The driveshaft arrangement used on the Mk2 Galaxy is, in my opinion quite clever in that, unlike on many cars, the driveshafts can be removed from the vehicle without the need to lose/drain any gearbox oil. This is because the nearside shaft bolts to a separate flange which remains in the gearbox when the shaft is removed, whilst the offside shaft can be disconnected complete from the gearbox stub shaft*. The Haynes manual suggests that there are a couple of different types of inner CV joint used over the production lifetime of the Mk2 Galaxy, it possibly also varies with engine/gearbox type and manufacture- e.g, Ford (2.3 petrol) or VW (TDI/ V6 petrol) power-plant- some are of the tripod type and some of the ball and cage type. The inner joints on my '54 plate 130ps TDI 6 speed manual (VW based engine and transmission) are of the tripod type, so that is what I cover here.

(*-At least on the 6 speed manual and VW sourced (Jatco) auto boxes, I am not sure if this also applies to the Ford VXT75 5 speed manual transmission!)

The procedure for both nearside and offside shafts is similar, the only difference being that the offside (outer) shaft bolts to the intermediate shaft which runs along the back of the engine block into the transmission, unlike the nearside shaft which bolts directly to the gearbox flange. The said intermediate shaft is also a common problem on higher mileage vehicles- see see the separate section below. It is fair to say that the inner joints can be removed/ renewed without having to remove the driveshaft from the vehicle by leaving it installed at the wheel hub end, however, for best access and working space it's best to remove the shaft from the vehicle to work on it. I have changed the inner CV boots on both my nearside and offside shafts, for the nearside one I did not remove the shaft from the vehicle but for the offside one I did, purely to improve access and make the job easier!

:::::

## Task brief
Which transmissions does the Galaxy driveshaft passage name? List every one.

:::::

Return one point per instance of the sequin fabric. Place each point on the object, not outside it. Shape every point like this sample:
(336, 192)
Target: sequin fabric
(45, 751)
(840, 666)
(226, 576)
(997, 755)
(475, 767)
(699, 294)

:::::

## Task result
- The 6 speed manual
- The VW sourced (Jatco) auto box
- The Ford VXT75 5 speed manual